INSTRUCTIONS TO FOLLOW — All lines below are to be output exactly as they stand.
(DATA SHOWN begins)
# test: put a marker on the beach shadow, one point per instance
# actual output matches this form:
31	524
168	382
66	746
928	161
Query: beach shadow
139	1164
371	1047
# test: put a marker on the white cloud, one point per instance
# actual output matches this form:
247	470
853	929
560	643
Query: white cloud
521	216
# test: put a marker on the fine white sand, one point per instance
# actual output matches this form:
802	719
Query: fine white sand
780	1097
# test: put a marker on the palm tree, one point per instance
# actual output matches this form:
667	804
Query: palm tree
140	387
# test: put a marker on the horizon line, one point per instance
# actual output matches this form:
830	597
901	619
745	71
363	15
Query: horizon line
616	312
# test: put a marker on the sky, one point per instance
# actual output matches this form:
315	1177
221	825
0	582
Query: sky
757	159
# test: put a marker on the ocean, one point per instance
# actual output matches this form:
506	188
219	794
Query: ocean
(DATA SHOWN ends)
PROBLEM SOLUTION —
# test: put a marker on the beach shadow, one point per instance
# actual output matches this form:
31	524
168	382
66	746
928	161
Query: beach shadow
139	1164
371	1047
# test: put a marker on the white cloud, one point per instance
# actual output matches this form:
247	470
853	929
560	643
Query: white cloud
521	216
# test: put a marker on the fine white sand, one point per instance
# actual output matches this form:
802	719
Query: fine white sand
780	1097
# test: put a marker on the palm tree, one point per instance
# actual output matches this form:
667	804
Query: palm tree
140	387
# test: put a marker on the horizon line, one point per instance
# actual output matches this form:
830	597
901	619
745	71
363	15
Query: horizon line
616	312
# test: put a marker on the sky, one point per instance
# actual output matches this form:
315	1177
221	825
0	582
Query: sky
757	159
# test: put a marker on the ocean, one point per instance
# actual output matches this form:
506	188
219	794
Query: ocean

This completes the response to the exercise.